-- Data provided follows --
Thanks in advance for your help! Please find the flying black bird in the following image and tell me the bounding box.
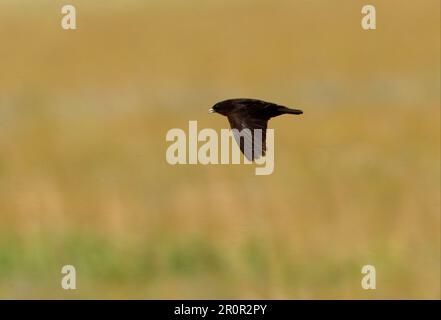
[209,98,303,160]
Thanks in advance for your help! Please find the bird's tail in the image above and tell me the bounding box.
[277,106,303,115]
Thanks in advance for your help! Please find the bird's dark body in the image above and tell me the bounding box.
[210,98,303,160]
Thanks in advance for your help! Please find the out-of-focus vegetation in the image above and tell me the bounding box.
[0,0,439,299]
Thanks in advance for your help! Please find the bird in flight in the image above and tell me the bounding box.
[209,98,303,161]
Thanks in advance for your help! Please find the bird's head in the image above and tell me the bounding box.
[208,100,233,116]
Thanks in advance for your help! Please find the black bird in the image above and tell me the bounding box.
[209,98,303,160]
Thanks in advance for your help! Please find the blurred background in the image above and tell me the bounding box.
[0,0,439,299]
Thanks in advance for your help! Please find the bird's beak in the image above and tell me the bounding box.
[208,108,215,113]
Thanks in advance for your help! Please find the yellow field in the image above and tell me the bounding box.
[0,0,439,299]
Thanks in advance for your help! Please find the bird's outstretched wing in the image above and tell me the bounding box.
[227,113,268,161]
-- Data provided concluded --
:: Exercise directions ::
The response is the exact set of lines from the one holding "Thanks in advance for your help! Please find the bird's tail" through the last line of the material.

:: Written answer ::
Thanks in advance for your help! Please find the bird's tail in the image above and tell me the bounding box.
[277,106,303,115]
Thanks in advance for your help! Please find the bird's dark body in the image above and tell me the bounding box.
[210,98,303,160]
Thanks in advance for your help! Please find the out-of-focus vegetation in the image above and tell me the bounding box.
[0,0,439,299]
Thanks in advance for your help! Please find the bird in flight in the image above and tell me the bounding box.
[209,98,303,161]
Thanks in advance for your help! Please find the bird's head in the image above and tell me the bounding box.
[208,100,233,116]
Thanks in advance for your help! Please find the black bird in the image above and tell me the bounding box.
[209,98,303,160]
Thanks in advance for your help! Please find the blurred background in the image above and tell me the bounding box.
[0,0,439,299]
Thanks in advance for your help! Please find the bird's beak in the image above and tell me the bounding box.
[208,108,215,113]
Thanks in advance for your help! Please find the yellow field in the image above and tell me the bounding box.
[0,0,439,299]
Thanks in advance for your help! Please find the bird's outstretched wing in the image above and tell me the bounding box.
[227,113,268,161]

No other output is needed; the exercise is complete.